Document extract>
Projects

Compliance-aware MCP server with structured audit logging

Every LLM tool call passes through a seven-step pipeline: RBAC, inbound PII scan, role-specific policy, bounded execution, outbound scan, outbound policy, structured audit log. Six policy actions. Two bundled philosophies (permissive analyst, strict financial). 15-case golden-set eval, 100% pass.

Python MCP Pydantic FastAPI
Architecture-aware GPU sizing, cost comparison, and break-even analysis

Single-page calculator that answers every CTO's first three infrastructure questions: What GPU do we need? What does it cost monthly? When does self-hosted beat API? Architecture-aware VRAM calculation for 30+ models accounting for GQA, MLA, and MoE. Interactive SVG break-even chart. Zero build step.

HTML React Tailwind CSS SVG
When fine-tuning small models is (and isn't) worth it for compliance classification

QLoRA fine-tune of Qwen2.5-3B-Instruct for FDCPA rule classification. Three-way eval: o3-mini (ceiling) vs base Qwen (floor) vs QLoRA (fine-tuned). All 6 errors are false negatives from keyword-level pattern matching, not legal reasoning. The pre-filter pattern: small model handles easy cases, API handles the rest.

Python PEFT QLoRA Qwen2.5
FDCPA/Reg F call transcript audit in 60 seconds

Paste a redacted collections call transcript. Get a structured compliance report against 12 FDCPA/Reg F rules with verbatim evidence quotes, statutory citations, and autofail violation summary. Dual-path evaluator: one LLM call for semantic rules, deterministic Python for metadata rules.

Python FastAPI Pydantic LLM
RL environment for regulatory compliance auditing . baselines published, training loop in progress

Trains RL agents to audit financial services call transcripts for CFPB, TCPA, and GDPR/CCPA violations. Solves the 100% Coverage Problem. Human QA reviews 1-3% of calls; RegTriage covers the other 97% with Draft Incident Reports for human sign-off.

Python FastAPI OpenEnv Docker Pydantic RL
Reference pattern for compiling rubrics into evaluable schemas

Compiles unstructured rubrics into machine-readable schemas, then evaluates documents against them with golden-set ground truth. Handles three real-world variance cases: clean CSV, boolean composites in comment cells, PDF exports masquerading as spreadsheets. Per-category precision/recall/F1.

Python Pydantic Pandas

Referring expression data:
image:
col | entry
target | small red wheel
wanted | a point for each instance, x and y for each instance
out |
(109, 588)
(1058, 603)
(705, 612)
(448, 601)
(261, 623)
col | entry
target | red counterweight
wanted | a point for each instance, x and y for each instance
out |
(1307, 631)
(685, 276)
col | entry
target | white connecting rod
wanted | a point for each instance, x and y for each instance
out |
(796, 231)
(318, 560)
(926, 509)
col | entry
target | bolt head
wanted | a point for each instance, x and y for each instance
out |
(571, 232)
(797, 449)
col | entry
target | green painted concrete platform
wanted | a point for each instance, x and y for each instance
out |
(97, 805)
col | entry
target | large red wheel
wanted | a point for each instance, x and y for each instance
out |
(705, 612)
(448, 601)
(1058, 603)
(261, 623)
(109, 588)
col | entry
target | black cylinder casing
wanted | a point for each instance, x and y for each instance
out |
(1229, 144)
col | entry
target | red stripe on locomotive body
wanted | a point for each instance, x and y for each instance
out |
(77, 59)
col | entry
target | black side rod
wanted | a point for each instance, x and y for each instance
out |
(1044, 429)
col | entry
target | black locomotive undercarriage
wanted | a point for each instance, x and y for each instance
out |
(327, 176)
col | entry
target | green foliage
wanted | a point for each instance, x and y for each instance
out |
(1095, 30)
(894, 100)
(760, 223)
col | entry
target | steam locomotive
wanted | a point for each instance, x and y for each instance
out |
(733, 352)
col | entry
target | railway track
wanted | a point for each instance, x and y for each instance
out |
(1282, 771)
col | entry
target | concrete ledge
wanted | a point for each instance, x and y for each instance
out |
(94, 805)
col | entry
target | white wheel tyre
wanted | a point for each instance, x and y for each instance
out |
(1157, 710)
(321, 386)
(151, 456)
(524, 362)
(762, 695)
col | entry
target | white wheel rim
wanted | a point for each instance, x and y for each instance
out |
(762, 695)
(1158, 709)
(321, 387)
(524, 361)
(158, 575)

What is needed> Please retype the passage of the projects list word for word, from "Compliance-aware MCP server" up to and including "eval, 100% pass.".

Written response>
Compliance-aware MCP server with structured audit logging

Every LLM tool call passes through a seven-step pipeline: RBAC, inbound PII scan, role-specific policy, bounded execution, outbound scan, outbound policy, structured audit log. Six policy actions. Two bundled philosophies (permissive analyst, strict financial). 15-case golden-set eval, 100% pass.